╭─ TEKS TERSEDIA
Baca berita tanpa iklan. Gabung Kompas.com+

Quo Vadis "Ibu Dunia"?

Kompas.com - 14/02/2011, 07:34 WIB

SELAMA 30 tahun dalam cengkeraman rezim diktator yang korup, akhirnya “Umm al Dunya” (Ibu Dunia) - julukan Mesir - bisa tersenyum kembali. Turunnya Hosni Mubarak oleh desakan kekuatan rakyat, Jumat (11/2/2011), bakal melahirkan era baru. Tapi, mau ke mana Mesir di masa depan?

Akankah Mesir menjelma jadi negara demokratis yang independen dan lebih adil? Atau, Mesir hanya terlepas dari satu diktator untuk jatuh ke diktator lainnya? Dalam hubungan internasional, akankah Mesir lebih mandiri dan tegas bersikap terutama menyangkut isu Israel dan Palestina. Atau, Mesir akan tetap kembali mesra dengan Israel dan Amerika Serikat?
╰─
╭─ DATA TERSEDIA
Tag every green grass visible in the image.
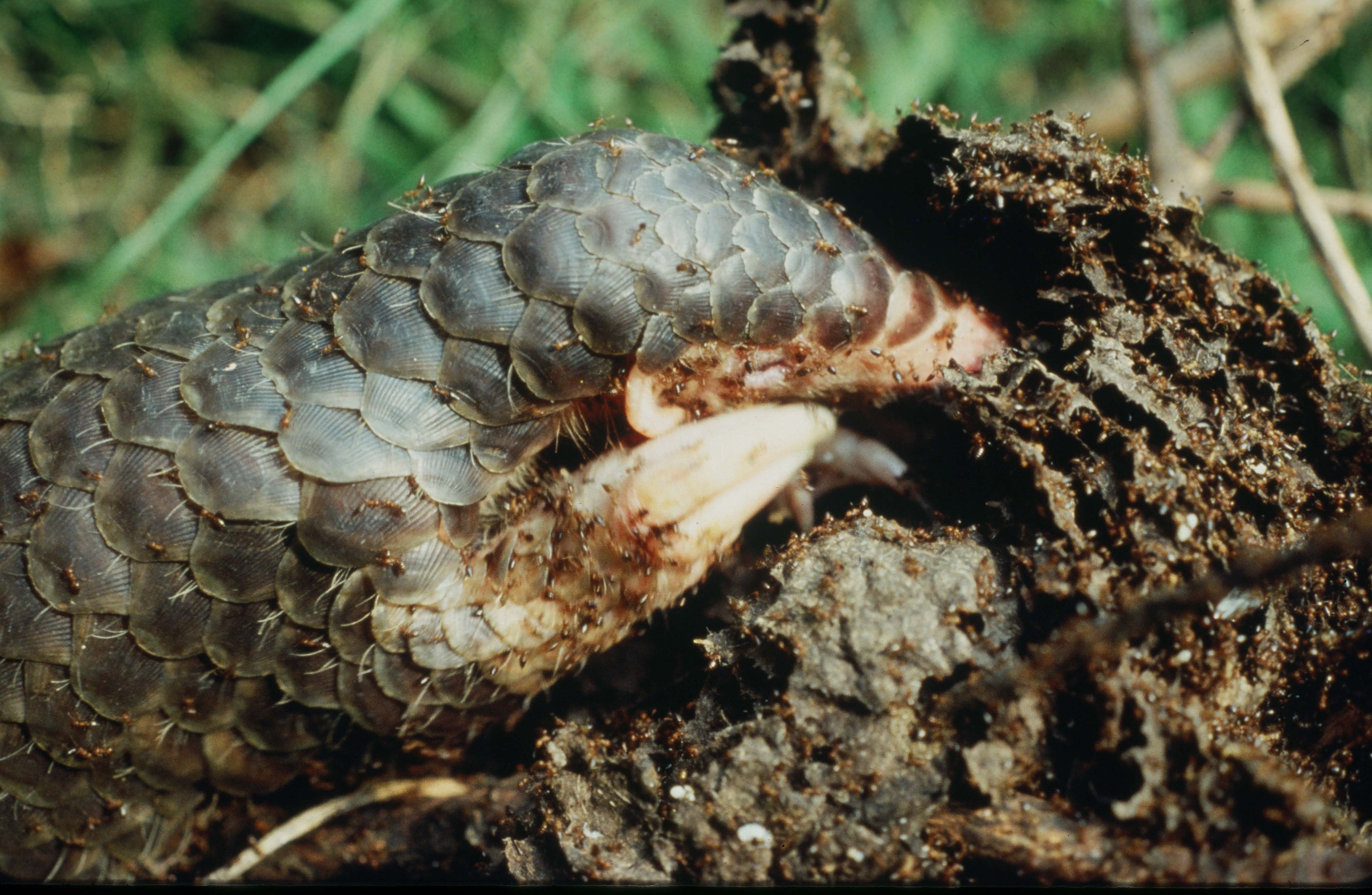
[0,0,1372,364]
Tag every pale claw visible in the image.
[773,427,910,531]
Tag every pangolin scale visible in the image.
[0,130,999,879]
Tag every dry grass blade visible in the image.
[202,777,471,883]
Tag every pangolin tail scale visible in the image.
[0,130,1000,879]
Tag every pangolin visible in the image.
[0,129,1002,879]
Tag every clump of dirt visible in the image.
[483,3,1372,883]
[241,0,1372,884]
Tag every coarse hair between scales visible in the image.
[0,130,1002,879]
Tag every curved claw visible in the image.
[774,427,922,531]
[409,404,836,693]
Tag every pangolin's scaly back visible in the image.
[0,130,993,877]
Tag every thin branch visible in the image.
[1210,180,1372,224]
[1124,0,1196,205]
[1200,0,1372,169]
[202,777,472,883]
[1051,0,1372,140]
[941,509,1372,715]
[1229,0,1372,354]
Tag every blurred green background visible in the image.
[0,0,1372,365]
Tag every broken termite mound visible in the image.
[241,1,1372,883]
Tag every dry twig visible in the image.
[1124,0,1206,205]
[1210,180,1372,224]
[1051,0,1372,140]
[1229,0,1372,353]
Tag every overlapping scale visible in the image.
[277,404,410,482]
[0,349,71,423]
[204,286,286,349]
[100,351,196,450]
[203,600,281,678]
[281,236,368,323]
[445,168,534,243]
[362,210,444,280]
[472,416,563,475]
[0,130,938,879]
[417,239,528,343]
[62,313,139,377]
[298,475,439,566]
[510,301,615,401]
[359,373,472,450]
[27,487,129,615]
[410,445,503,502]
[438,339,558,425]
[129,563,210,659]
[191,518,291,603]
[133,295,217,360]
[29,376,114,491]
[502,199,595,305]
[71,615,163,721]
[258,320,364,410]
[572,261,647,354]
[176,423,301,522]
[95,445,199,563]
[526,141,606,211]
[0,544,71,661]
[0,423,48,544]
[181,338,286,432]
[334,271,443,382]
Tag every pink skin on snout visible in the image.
╰─
╭─ DATA TERSEDIA
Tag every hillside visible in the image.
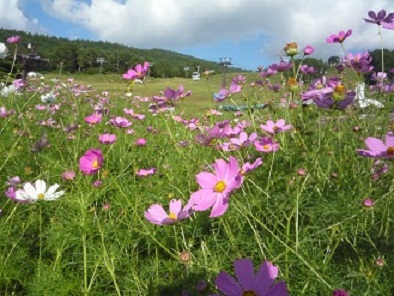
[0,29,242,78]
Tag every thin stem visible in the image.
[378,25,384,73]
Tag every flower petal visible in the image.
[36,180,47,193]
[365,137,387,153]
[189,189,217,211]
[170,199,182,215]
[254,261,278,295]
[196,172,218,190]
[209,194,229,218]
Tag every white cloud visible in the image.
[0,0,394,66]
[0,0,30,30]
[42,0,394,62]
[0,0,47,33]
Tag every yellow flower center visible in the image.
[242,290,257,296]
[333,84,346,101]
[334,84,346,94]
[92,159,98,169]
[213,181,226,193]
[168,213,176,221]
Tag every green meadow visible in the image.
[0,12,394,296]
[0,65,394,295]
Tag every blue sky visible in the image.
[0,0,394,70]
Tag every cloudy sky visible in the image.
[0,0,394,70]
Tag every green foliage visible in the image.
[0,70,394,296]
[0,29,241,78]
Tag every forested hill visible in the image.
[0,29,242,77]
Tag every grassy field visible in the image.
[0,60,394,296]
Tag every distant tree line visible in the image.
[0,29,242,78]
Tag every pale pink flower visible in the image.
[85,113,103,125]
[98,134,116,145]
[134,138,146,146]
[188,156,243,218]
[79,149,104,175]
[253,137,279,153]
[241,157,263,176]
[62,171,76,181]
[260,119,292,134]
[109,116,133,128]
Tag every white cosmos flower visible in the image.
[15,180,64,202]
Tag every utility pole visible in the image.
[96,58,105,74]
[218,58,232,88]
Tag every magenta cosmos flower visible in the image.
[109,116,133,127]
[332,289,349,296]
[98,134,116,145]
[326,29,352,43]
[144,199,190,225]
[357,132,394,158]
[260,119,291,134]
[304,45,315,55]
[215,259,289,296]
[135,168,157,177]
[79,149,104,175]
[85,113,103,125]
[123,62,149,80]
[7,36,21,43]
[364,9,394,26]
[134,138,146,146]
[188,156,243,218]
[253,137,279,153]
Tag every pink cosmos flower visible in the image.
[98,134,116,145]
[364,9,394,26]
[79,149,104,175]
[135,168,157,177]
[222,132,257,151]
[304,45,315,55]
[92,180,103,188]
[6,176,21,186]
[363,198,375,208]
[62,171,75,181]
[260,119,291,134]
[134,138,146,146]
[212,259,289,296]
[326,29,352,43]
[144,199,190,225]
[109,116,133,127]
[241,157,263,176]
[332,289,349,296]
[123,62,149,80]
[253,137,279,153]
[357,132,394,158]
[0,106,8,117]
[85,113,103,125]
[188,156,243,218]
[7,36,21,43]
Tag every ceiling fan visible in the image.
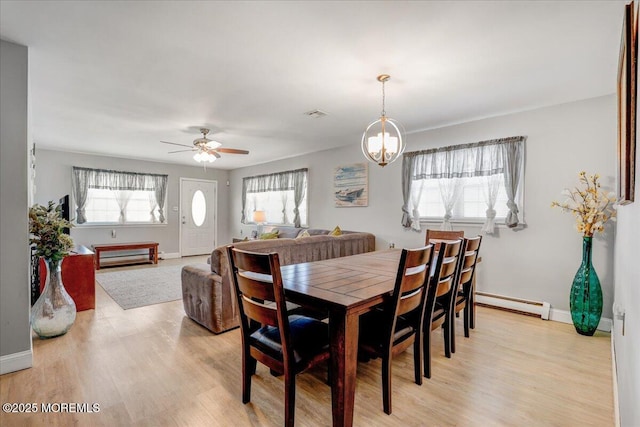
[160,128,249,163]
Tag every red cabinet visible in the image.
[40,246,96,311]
╰─
_PETUNJUK TUGAS_
1. Sebutkan semua nama negara dan wilayah yang muncul di artikel tentang Mesir, sesuai urutan kemunculannya.
2. Salin bagian artikel tentang Mesir yang dimulai dari "Kompas.com - 14/02/2011, 07:34" dan berakhir pada "dan Amerika Serikat?".

_JAWABAN LENGKAP_
1. Mesir, Israel, Palestina, Amerika Serikat

2.
Kompas.com - 14/02/2011, 07:34 WIB

SELAMA 30 tahun dalam cengkeraman rezim diktator yang korup, akhirnya “Umm al Dunya” (Ibu Dunia) - julukan Mesir - bisa tersenyum kembali. Turunnya Hosni Mubarak oleh desakan kekuatan rakyat, Jumat (11/2/2011), bakal melahirkan era baru. Tapi, mau ke mana Mesir di masa depan?

Akankah Mesir menjelma jadi negara demokratis yang independen dan lebih adil? Atau, Mesir hanya terlepas dari satu diktator untuk jatuh ke diktator lainnya? Dalam hubungan internasional, akankah Mesir lebih mandiri dan tegas bersikap terutama menyangkut isu Israel dan Palestina. Atau, Mesir akan tetap kembali mesra dengan Israel dan Amerika Serikat?